# Votre objectif
Dénombrez les lignes des enregistrements qui contiennent la chaîne "tractor", en respectant la casse. Donnez uniquement ce nombre.

# Enregistrements fournis
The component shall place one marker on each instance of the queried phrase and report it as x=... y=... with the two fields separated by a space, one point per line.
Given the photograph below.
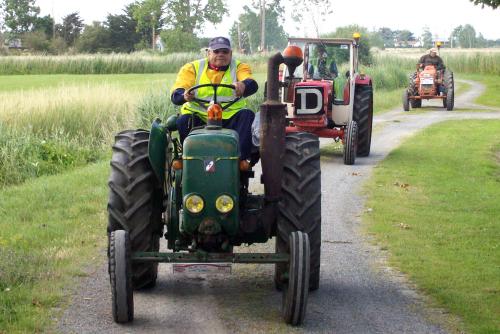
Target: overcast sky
x=440 y=16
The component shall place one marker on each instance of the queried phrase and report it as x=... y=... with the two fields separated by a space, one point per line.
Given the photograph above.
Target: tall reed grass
x=47 y=131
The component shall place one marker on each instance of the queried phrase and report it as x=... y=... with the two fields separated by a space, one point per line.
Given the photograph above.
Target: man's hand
x=240 y=88
x=188 y=96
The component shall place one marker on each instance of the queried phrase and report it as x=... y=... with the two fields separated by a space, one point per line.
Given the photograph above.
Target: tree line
x=177 y=23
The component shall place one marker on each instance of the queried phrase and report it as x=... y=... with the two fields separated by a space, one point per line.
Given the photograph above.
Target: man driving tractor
x=217 y=68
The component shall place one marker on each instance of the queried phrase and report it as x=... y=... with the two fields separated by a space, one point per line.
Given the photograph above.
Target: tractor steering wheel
x=226 y=105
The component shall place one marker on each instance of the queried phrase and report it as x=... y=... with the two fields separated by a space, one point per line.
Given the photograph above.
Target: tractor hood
x=210 y=170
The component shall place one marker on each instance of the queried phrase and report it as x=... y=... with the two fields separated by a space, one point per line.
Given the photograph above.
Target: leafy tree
x=94 y=38
x=45 y=24
x=250 y=33
x=19 y=15
x=36 y=40
x=455 y=36
x=123 y=35
x=403 y=37
x=481 y=42
x=190 y=15
x=71 y=28
x=427 y=38
x=467 y=37
x=376 y=39
x=387 y=36
x=176 y=40
x=492 y=3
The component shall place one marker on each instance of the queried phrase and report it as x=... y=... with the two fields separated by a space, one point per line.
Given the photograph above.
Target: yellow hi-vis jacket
x=207 y=93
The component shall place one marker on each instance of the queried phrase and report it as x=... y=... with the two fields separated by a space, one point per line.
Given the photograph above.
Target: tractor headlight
x=224 y=203
x=194 y=203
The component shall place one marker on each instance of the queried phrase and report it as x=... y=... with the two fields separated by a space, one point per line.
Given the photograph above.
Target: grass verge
x=46 y=241
x=435 y=208
x=492 y=82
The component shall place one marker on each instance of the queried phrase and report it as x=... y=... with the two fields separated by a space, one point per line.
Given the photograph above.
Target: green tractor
x=196 y=196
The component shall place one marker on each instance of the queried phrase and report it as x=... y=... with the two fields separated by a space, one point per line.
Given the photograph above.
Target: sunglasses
x=222 y=51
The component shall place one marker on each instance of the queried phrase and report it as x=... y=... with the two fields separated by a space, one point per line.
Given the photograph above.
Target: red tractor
x=327 y=96
x=429 y=83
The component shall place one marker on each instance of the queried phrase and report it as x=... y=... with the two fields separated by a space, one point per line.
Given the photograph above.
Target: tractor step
x=203 y=257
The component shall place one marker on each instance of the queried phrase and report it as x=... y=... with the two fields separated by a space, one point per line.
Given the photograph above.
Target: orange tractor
x=327 y=96
x=429 y=83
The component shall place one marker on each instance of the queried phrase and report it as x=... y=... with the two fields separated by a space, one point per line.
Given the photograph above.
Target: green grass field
x=52 y=227
x=435 y=209
x=492 y=82
x=51 y=124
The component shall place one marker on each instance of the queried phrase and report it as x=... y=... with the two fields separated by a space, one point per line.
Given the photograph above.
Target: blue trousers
x=241 y=122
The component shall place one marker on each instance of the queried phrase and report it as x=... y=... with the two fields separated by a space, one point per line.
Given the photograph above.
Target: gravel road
x=359 y=293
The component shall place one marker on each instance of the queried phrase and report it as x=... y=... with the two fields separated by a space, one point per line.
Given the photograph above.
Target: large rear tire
x=449 y=87
x=300 y=206
x=350 y=143
x=135 y=201
x=120 y=277
x=363 y=115
x=296 y=292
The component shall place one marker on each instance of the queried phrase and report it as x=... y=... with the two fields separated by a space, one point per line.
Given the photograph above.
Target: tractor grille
x=308 y=100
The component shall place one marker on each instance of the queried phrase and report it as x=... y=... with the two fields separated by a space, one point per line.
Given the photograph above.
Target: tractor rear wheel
x=296 y=290
x=406 y=102
x=120 y=276
x=135 y=201
x=363 y=115
x=449 y=87
x=300 y=205
x=350 y=143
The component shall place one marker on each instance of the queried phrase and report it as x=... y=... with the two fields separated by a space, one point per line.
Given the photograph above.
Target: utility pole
x=53 y=22
x=263 y=25
x=239 y=36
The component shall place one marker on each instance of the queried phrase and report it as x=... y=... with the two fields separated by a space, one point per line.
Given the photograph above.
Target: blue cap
x=219 y=43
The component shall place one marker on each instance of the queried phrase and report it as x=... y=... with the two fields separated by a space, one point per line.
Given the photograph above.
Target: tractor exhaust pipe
x=272 y=144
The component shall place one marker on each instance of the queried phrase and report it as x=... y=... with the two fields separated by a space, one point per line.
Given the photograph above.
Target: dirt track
x=358 y=293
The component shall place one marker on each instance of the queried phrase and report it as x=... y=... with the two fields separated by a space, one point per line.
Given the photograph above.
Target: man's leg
x=185 y=123
x=242 y=123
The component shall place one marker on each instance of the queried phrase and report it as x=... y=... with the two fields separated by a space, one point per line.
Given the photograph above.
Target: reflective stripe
x=201 y=65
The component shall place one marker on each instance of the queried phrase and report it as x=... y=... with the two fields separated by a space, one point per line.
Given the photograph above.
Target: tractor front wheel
x=296 y=289
x=350 y=143
x=363 y=115
x=300 y=205
x=135 y=201
x=120 y=276
x=417 y=103
x=450 y=90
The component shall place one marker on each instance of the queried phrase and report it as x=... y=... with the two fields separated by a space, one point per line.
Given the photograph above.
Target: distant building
x=14 y=43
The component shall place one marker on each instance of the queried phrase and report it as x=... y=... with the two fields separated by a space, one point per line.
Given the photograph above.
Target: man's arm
x=440 y=65
x=186 y=78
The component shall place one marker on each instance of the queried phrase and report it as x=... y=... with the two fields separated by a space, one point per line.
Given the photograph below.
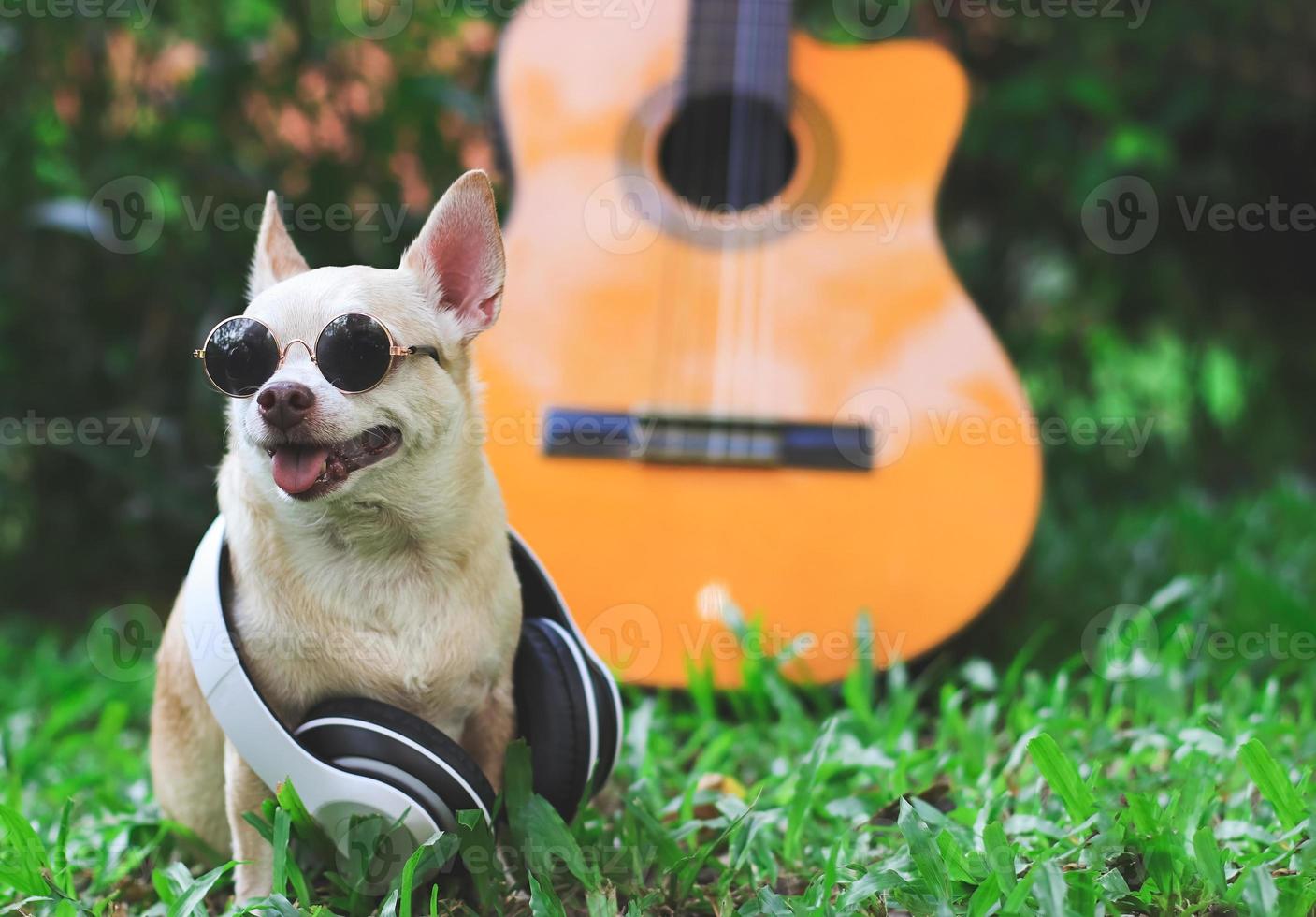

# Réponse attendue
12